Ganz anders erging es Rudolf Diebetsberger, der am Kleinen Schlossplatz für einen guten Zweck ins Horn stieß, um mit den Einnahmen indische Kinder vor einer Erblindung zu schützen. Als sein zugewiesener Platz belegt war, spielte er acht Meter davon entfernt und wurde von den Stuttgarter Ordnungsbehörden in die Mangel genommen. Er bezahlte die verhängte Geld-Buße nicht, landete vor Gericht und schließlich im Knast. Ausgerechnet in meiner Heimatstadt? Und dann auch gleich noch in Stammheim? Dort saßen einst die Baader-Meinhof-Terroristen der ‚Roten Armee Fraktion (RAF)‘ ein. Nicht nur dieser kuriose oder besser abstruse Vorgang warf nachdrücklich die Frage auf, welche Maßstäbe das städtische Ordnungsamt und die Justiz in unseren Tagen anlegen? Damals mit einem grünen Chef im Rathaus, jetzt mit einem schwarzen, doch mit den Maßstäben stimmt noch immer etwas nicht! Ein Hornist wanderte hinter Gitter, 15 000 Personen, die die eigene und die Gesundheit ihrer Mitbürger aufs Spiel setzen, werden von der Polizei in Stuttgart eskortiert, damit sie nicht mit Gegendemonstranten zusammentreffen, und das Fazit des Polizeipräsidiums: „Insgesamt verliefen die Versammlungen und Aufzüge friedlich.“ Wie wird friedlich definiert, wenn die Teilnehmer durch ihr Verhalten ein hoch gefährliches, nicht selten tödliches Virus ohne Schutz verbreiten? „Sowohl am Marienplatz, als auch auf der Versammlungsstrecke und auf dem Cannstatter Wasen verstieß die Mehrzahl aller Teilnehmer gegen die Abstands- und Maskenauflagen“, so die Polizei.

Polizisten gehen rückwärts vor dem Demonstrationszug her. Sie tragen weiße Schutzhelme. Die Demonstranten gehen eng gedrängt.
Polizisten im Rückwärtsgang: 15 000 ‚Querdenker‘ demonstrieren und die Ordnungsbehörden schauen zu. In der Innenstadt werden dagegen üblicherweise die Besucher in Corona-Zeiten zum Maske tragen ermahnt und die Haushaltszahl geprüft. Ich bin der Überzeugung, dass Stadt und Polizeiführung die Polizisten vor Ort nicht in eine Situation bringen dürfen, in denen diese gewissermaßen Geleitschutz für Demonstranten geben, die ganz bewusst rechtliche Vorgaben brechen. ((Bild: Screenshot, YouTube, SWR, 5.4.2021)

### Eingabedaten
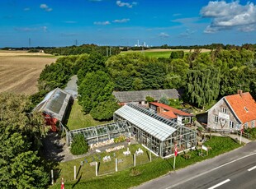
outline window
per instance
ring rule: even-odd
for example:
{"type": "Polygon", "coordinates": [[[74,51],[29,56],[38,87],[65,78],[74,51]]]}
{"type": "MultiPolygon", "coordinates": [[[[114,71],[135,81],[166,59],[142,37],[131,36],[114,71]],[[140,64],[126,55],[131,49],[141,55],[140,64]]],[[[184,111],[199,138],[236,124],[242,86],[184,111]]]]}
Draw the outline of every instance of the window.
{"type": "Polygon", "coordinates": [[[217,116],[214,116],[214,122],[218,123],[219,122],[219,118],[217,116]]]}
{"type": "Polygon", "coordinates": [[[248,122],[245,122],[245,123],[244,123],[244,127],[245,127],[246,129],[248,129],[248,122]]]}
{"type": "Polygon", "coordinates": [[[231,122],[231,121],[230,121],[230,129],[234,129],[234,122],[231,122]]]}
{"type": "Polygon", "coordinates": [[[222,108],[222,113],[226,113],[226,108],[222,108]]]}

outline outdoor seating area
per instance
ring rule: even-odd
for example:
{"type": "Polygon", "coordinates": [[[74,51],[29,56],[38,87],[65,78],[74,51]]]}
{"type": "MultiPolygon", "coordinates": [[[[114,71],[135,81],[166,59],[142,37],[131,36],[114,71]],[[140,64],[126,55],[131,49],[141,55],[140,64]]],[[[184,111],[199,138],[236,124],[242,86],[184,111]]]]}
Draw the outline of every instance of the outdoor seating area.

### Arbeitsanweisung
Geben Sie den Abschnitt des Textes über die Stuttgarter Ordnungsbehörden wörtlich wieder, beginnend bei „Polizisten gehen rückwärts“ und endend bei „YouTube, SWR, 5.4.2021)“. Maßgeblich ist allein der vorliegende Text.

### Antwort zur Aufgabe
Polizisten gehen rückwärts vor dem Demonstrationszug her. Sie tragen weiße Schutzhelme. Die Demonstranten gehen eng gedrängt.
Polizisten im Rückwärtsgang: 15 000 ‚Querdenker‘ demonstrieren und die Ordnungsbehörden schauen zu. In der Innenstadt werden dagegen üblicherweise die Besucher in Corona-Zeiten zum Maske tragen ermahnt und die Haushaltszahl geprüft. Ich bin der Überzeugung, dass Stadt und Polizeiführung die Polizisten vor Ort nicht in eine Situation bringen dürfen, in denen diese gewissermaßen Geleitschutz für Demonstranten geben, die ganz bewusst rechtliche Vorgaben brechen. ((Bild: Screenshot, YouTube, SWR, 5.4.2021)